(Dataset entries)

★ ★ ★

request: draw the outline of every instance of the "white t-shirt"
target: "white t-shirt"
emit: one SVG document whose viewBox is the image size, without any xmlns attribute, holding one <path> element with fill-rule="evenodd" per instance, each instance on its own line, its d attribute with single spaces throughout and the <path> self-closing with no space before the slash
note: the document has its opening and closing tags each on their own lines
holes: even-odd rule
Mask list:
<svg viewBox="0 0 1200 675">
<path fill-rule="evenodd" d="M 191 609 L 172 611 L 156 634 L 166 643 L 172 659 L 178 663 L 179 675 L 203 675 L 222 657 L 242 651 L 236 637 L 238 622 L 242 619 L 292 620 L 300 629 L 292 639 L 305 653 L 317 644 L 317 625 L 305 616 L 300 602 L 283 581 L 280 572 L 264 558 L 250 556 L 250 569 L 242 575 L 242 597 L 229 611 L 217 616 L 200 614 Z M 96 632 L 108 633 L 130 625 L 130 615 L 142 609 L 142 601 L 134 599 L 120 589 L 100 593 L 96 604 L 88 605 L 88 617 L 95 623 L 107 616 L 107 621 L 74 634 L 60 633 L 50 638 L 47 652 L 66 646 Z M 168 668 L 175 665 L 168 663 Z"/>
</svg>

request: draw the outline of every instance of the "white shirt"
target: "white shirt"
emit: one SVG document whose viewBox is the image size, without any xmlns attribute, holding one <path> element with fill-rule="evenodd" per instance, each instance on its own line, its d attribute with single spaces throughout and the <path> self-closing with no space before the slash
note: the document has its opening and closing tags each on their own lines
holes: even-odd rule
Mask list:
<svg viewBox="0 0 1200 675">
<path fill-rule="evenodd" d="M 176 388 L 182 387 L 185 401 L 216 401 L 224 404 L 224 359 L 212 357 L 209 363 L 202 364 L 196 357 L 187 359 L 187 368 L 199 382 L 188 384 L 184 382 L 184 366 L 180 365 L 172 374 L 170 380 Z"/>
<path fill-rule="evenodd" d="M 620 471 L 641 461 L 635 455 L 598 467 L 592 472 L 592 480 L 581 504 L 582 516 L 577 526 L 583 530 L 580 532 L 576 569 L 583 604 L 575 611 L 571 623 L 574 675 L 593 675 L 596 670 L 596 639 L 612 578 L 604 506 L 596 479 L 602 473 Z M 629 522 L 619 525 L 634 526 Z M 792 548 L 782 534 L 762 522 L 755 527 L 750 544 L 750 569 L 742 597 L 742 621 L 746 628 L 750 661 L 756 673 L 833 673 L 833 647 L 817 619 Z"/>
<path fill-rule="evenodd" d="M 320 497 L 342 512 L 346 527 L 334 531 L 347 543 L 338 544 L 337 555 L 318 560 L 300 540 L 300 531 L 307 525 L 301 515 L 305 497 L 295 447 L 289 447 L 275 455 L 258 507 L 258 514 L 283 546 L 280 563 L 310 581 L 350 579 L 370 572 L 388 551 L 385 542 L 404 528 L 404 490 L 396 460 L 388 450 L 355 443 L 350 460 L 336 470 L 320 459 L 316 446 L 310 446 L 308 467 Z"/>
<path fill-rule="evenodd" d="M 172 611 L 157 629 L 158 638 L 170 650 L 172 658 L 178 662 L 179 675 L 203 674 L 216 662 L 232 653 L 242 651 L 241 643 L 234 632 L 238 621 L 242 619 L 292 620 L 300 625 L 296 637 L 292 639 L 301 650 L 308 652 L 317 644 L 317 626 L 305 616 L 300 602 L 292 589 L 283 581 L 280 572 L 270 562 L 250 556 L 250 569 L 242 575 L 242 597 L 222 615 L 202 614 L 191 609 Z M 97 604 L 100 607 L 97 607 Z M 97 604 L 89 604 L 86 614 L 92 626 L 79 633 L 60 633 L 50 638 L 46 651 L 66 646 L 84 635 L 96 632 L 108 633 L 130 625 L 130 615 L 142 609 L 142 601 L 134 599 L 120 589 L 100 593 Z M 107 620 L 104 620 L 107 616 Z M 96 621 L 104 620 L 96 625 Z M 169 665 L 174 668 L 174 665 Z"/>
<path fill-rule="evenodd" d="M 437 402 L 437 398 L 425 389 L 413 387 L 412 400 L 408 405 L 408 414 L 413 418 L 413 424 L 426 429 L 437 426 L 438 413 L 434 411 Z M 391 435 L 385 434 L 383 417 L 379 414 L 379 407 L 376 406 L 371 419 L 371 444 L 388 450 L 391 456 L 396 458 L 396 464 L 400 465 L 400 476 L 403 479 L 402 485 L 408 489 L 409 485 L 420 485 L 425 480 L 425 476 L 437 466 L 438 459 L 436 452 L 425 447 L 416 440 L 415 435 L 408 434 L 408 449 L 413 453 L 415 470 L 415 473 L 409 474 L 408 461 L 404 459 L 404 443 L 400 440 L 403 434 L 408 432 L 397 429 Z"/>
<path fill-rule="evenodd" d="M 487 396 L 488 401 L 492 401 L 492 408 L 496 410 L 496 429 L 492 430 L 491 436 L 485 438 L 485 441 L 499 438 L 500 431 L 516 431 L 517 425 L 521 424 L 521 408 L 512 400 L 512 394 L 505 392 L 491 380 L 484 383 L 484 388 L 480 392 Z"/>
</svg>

★ ★ ★

» **TASK DETAILS**:
How many lines of the data contain the string "draw", with case counting? Give only the number.

» **WORKED SOLUTION**:
2